> [Textauszug]:
Die Ursachen für die Lieferengpässe seien vielfältig und reichten vom Marktrückzug einzelner Arzneimittel-Hersteller bis hin zu gestiegener Nachfrage, auf die die Hersteller nicht schnell genug reagieren könnten. "Jedenfalls würden die Unternehmen des pharmazeutischen Großhandels gerne die Aufträge ihrer Kunden, das heißt die Bestellungen der Apotheken, erfüllen, wenn es denn möglich wäre", so die Sprecherin.

Ein Lieferabriss ist nach Erkenntnissen des Bundesinstituts für Arzneimittel und Medizinprodukte aber zu keiner Zeit eingetreten. Grundsätzlich seien die Behandlungen von Kindern auch nicht eingeschränkt, teilt das BfArM mit. Insbesondere Zäpfchen mit den Wirkstoffen Paracetamol und Ibuprofen gäbe es noch ausreichend. Als Alternative empfiehlt die Behörde zudem die individuelle Fertigung in Apotheken – natürlich nur in Absprache mit dem Kinderarzt.

Kritik kommt von Kinderärzten: "Jetzt rächt sich die Produktionsverlagerung sogenannter unrentabler, aber für bestimmte Patientengruppen wichtiger Arzneimittelspezifikationen, ins außereuropäische Ausland", erklärte der Vorsitzende des Verbandes der Bayerischen Kinder- und Jugendärzte (BVKJ), Dominik Ewald, kürzlich der dpa.

Eine durchgreifende Besserung erwartet das Bundesinstitut für Arzneimittel und Medizinprodukte erst im Herbst. Der Hauptproduzent Ratiopharm in Ulm will jedenfalls alles dafür geben: "Wir bedauern die aktuelle Lage und arbeiten mit aller Kraft daran, die Lieferengpässe zu beheben und die Produkte so schnell wie möglich wieder in gewohnter Weise liefern zu können", sagte eine Sprecherin auf RNZ-Anfrage.

Zudem sei das Unternehmen, das inzwischen zum Teva-Konzern in Israel gehört, dabei, zusätzliche Fachkräfte einzustellen und die Personalressourcen weiter auszubauen. "Trotzdem lassen sich auch in näherer Zukunft Lieferengpässe bei einzelnen unserer Präparate nicht ausschließen".

> [Datenauszug]:
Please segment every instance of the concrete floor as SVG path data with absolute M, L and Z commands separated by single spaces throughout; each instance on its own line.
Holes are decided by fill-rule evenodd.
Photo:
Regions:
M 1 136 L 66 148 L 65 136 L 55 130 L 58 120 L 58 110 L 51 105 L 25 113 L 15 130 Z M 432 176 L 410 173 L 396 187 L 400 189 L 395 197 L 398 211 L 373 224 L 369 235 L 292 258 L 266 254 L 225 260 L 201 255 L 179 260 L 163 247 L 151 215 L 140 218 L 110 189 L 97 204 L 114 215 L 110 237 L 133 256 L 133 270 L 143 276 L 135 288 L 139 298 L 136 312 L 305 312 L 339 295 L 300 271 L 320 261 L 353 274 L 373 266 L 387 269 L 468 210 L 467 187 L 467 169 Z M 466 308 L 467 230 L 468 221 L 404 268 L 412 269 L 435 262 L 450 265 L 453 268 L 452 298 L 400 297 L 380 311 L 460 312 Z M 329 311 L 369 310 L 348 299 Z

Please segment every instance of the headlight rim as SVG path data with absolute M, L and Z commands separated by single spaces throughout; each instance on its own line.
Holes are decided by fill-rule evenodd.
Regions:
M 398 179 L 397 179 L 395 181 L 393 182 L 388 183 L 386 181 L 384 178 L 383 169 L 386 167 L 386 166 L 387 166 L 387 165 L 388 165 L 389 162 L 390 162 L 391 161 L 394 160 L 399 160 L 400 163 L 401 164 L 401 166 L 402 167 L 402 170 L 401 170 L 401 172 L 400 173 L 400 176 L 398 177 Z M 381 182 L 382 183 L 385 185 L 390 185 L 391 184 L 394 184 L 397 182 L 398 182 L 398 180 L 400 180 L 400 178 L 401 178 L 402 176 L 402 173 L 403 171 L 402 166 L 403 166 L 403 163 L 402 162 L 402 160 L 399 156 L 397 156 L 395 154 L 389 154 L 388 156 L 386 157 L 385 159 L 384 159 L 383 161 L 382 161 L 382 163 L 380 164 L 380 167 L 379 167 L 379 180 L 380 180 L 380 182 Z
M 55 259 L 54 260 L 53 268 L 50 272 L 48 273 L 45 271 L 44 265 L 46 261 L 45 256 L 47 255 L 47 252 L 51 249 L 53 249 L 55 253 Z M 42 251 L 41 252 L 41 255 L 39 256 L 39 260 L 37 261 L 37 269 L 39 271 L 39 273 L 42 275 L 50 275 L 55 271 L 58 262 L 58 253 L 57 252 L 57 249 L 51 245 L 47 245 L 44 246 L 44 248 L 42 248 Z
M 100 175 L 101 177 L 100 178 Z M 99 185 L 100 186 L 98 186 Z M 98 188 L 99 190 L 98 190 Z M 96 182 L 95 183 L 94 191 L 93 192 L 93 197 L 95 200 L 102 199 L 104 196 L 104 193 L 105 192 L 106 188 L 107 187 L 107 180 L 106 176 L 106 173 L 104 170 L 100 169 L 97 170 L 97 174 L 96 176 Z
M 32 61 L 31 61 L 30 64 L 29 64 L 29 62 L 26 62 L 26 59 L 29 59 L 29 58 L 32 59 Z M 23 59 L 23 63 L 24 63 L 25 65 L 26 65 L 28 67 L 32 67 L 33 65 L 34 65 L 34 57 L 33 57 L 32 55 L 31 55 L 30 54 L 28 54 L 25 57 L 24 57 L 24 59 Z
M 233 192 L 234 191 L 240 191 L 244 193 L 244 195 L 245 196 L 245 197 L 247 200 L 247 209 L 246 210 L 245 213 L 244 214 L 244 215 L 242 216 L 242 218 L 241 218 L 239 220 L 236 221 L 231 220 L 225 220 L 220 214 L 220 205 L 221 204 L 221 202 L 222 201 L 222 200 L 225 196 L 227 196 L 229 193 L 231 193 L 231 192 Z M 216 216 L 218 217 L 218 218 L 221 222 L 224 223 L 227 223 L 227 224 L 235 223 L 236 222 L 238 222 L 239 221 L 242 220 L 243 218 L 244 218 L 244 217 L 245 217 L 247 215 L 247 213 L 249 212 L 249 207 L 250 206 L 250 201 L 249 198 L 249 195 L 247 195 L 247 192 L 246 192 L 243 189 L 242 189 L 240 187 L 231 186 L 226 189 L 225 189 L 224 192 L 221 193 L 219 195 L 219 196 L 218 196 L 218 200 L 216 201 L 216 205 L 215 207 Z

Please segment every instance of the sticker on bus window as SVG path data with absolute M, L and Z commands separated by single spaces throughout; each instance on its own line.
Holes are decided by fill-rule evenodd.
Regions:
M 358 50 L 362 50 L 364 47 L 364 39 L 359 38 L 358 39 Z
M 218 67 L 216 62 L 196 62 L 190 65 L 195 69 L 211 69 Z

> [Arbeitsauftrag]:
Können Sie aus dem Text über die Lieferengpässe bei Arzneimitteln die Passage wörtlich abschreiben, beginnend bei „Ein Lieferabriss ist“ und endend bei „kürzlich der dpa.“? Die Zeilen werden hierfür nicht gebraucht.

> [Antwort]:
Ein Lieferabriss ist nach Erkenntnissen des Bundesinstituts für Arzneimittel und Medizinprodukte aber zu keiner Zeit eingetreten. Grundsätzlich seien die Behandlungen von Kindern auch nicht eingeschränkt, teilt das BfArM mit. Insbesondere Zäpfchen mit den Wirkstoffen Paracetamol und Ibuprofen gäbe es noch ausreichend. Als Alternative empfiehlt die Behörde zudem die individuelle Fertigung in Apotheken – natürlich nur in Absprache mit dem Kinderarzt.

Kritik kommt von Kinderärzten: "Jetzt rächt sich die Produktionsverlagerung sogenannter unrentabler, aber für bestimmte Patientengruppen wichtiger Arzneimittelspezifikationen, ins außereuropäische Ausland", erklärte der Vorsitzende des Verbandes der Bayerischen Kinder- und Jugendärzte (BVKJ), Dominik Ewald, kürzlich der dpa.